## Selected text
For the 2012 general election, the Popular Alliance formed the San Marino Common Good alliance with the Sammarinese Christian Democratic Party, the Party of Socialists and Democrats, and We Sammarineses, which secured a parliamentary majority, with Mularoni keeping her seat. She was elected President of the Popular Alliance on 2 March 2013 On 21 March, she was elected together with Denis Amici of the PDCS as Captain Regent for the 1 April to 1 October term.

During the course of the XXVIII Legislature, Mularoni was later appointed as Secretary for Territory, Environment, Agriculture Telecommunications, International Economic Cooperation, Civil Protection and Relations with the A.A.S.L.P., following the resignation of Matteo Fiorini. She served on that post until her own resignation was accepted by the Grand and General Council in August 2016.

On 13 March 2018, she was nominated by Future Republic, the political party formed after the merger of the Popular Alliance and the Union for the Republic, to replace the resigning Nicola Cavalli on the Governing Council of the Central Bank of San Marino. Several politicians criticized the nomination, citing concerns over potential conflicts of interest, as Mularoni also held positions on the Board of Directors of the San Marino Economic Development Agency - Chamber of Commerce. Councillor Gian Matteo Zeppa of the RETE Movement called for the appointment to be suspended, highlighting the perceived conflict of interests, or for Mularoni to resign from her role on the joint-stock company, which he argued was a position representing the government. However, her nomination was confirmed by the Grand and General Council, with Mularoni serving on the board until her resignation in July 2023.

Source data
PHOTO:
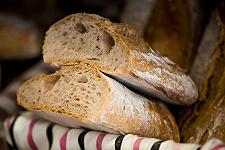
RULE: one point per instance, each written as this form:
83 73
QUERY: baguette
81 95
117 50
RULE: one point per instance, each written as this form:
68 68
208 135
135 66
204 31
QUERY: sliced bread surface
81 95
117 50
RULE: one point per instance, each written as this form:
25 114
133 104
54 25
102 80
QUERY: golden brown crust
170 81
151 120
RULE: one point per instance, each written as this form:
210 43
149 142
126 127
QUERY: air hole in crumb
77 99
81 40
64 43
80 28
107 42
64 33
82 79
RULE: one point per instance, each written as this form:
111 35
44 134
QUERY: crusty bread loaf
117 50
80 95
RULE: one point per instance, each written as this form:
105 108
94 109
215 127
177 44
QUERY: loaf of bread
117 50
18 39
81 95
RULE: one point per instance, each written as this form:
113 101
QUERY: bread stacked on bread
98 59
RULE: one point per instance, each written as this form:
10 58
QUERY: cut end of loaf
81 37
77 91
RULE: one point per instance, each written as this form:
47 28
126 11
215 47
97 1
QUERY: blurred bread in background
19 39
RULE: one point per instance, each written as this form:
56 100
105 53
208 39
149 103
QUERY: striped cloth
26 131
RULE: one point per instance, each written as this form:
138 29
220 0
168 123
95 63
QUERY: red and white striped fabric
26 131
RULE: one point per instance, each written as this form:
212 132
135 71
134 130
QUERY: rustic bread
80 95
19 39
117 50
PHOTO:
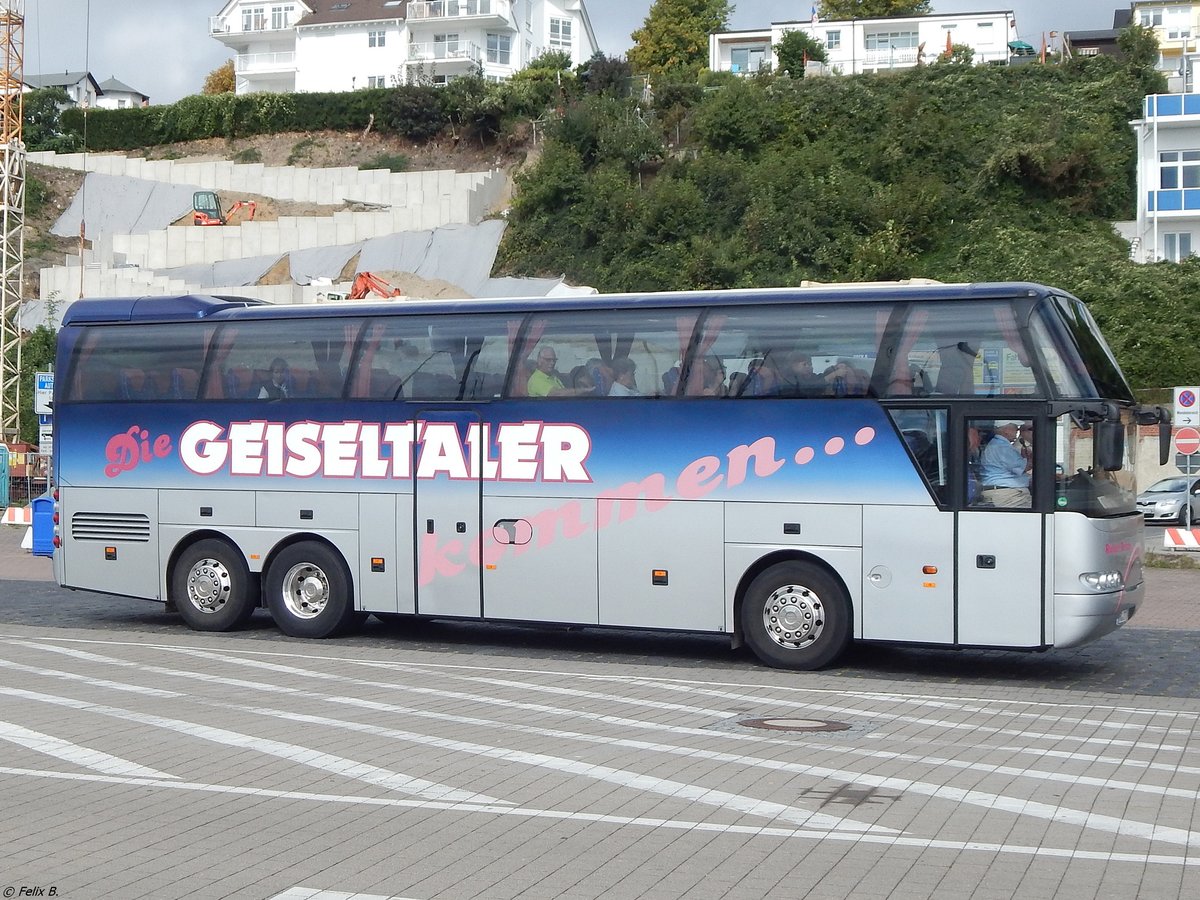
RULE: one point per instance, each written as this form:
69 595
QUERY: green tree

## Exercise goal
In the text about Mularoni's political career, whom did Future Republic nominate her to replace on the Governing Council of the Central Bank of San Marino?

## Response to the exercise
Nicola Cavalli